EXERCISE REQUIREMENTS: Check the records below line by line. Give the count of lines with "Prove", and nothing else.

===== DATA TO EXAMINE =====

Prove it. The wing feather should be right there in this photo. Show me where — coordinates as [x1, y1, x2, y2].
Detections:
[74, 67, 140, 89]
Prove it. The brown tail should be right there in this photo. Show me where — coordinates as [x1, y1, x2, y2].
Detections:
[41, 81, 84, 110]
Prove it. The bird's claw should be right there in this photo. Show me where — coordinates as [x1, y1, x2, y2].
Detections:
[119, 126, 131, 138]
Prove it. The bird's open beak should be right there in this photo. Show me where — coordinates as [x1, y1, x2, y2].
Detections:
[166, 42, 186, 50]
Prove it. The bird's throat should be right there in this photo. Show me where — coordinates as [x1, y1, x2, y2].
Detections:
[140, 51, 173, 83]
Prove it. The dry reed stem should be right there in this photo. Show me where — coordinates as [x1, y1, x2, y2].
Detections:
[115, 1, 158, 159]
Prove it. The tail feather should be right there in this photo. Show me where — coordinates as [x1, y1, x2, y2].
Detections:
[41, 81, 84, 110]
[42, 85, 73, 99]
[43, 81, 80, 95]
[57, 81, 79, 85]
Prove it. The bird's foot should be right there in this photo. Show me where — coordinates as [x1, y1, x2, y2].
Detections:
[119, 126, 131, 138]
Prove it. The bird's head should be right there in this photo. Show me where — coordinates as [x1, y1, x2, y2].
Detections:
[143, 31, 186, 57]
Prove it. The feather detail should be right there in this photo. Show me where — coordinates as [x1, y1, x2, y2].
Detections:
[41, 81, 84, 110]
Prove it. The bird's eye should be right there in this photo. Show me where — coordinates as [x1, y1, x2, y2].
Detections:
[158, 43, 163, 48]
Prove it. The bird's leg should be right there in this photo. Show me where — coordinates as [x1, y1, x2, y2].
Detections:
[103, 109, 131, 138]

=====

TASK RESULT: 12